EXCERPT TO READ:
+ + + +
Information about Little, Brown And Company

Little, Brown and Company is a publishing house established by Charles Coffin Little and his partner, James Brown. The company traces its history back to a bookstore founded by Ebenezer Battelle in 1784, Marlborough Street, Boston. Little and Brown, partners in the bookstore and former clerks, founded their company in 1837 (as "Charles C. Little and James Brown"), and were joined a year later by Augustus Flagg. In 1847 the firm's name was changed to Little, Brown and Company. Flagg took over as managing partner after the death of Little in 1869 (James Brown had died in 1855).

The firm initially specialized in legal treatises and imported titles. Even so, in the early years Little and Brown published William H. Prescott's Ferdinand and Isabella, Jones Very's first book of poetry (edited by Ralph Waldo Emerson), Letters of John Adams and works by James Russell Lowell and Francis Parkman. In 1853 Little, Brown began publishing the works of British poets from Chaucer to Wordsworth. There were ninety-six volumes published in the series in five years.
+ + + +
Saved entries:
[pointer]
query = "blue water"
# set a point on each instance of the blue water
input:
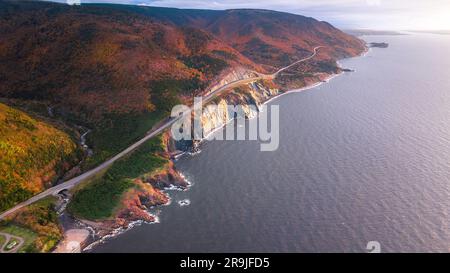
(363, 158)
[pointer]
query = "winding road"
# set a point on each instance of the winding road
(8, 238)
(76, 180)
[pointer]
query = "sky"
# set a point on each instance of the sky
(369, 14)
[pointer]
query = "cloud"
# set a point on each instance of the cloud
(376, 14)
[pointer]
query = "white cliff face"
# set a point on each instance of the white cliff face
(249, 97)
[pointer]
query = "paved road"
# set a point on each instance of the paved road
(8, 237)
(74, 181)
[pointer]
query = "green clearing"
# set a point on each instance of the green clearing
(2, 240)
(101, 198)
(27, 235)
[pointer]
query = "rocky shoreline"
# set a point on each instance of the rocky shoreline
(153, 188)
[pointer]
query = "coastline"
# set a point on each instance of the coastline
(101, 238)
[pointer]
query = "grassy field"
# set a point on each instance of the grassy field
(115, 132)
(101, 198)
(39, 220)
(28, 236)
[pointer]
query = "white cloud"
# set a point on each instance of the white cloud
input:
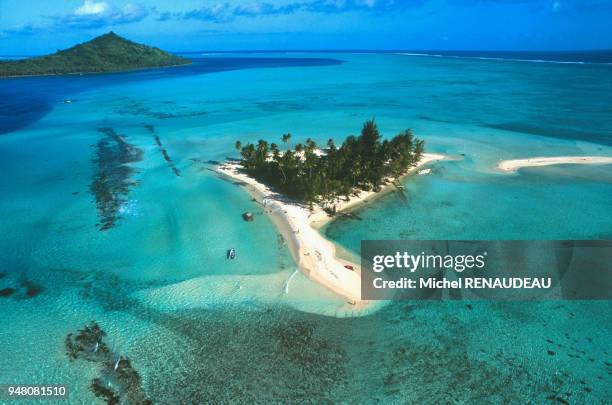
+ + + +
WHAT IS ASKED:
- a) Translate this sentence from the passage on Little, Brown and Company into Spanish: "There were ninety-six volumes published in the series in five years."
- b) Pull out every line of the rows that contains the string "field".

EXERCISE SOLUTIONS:
- a) Se publicaron noventa y seis volúmenes de la serie en cinco años.

- b)
query = "grassy field"
# set a point on each instance of the grassy field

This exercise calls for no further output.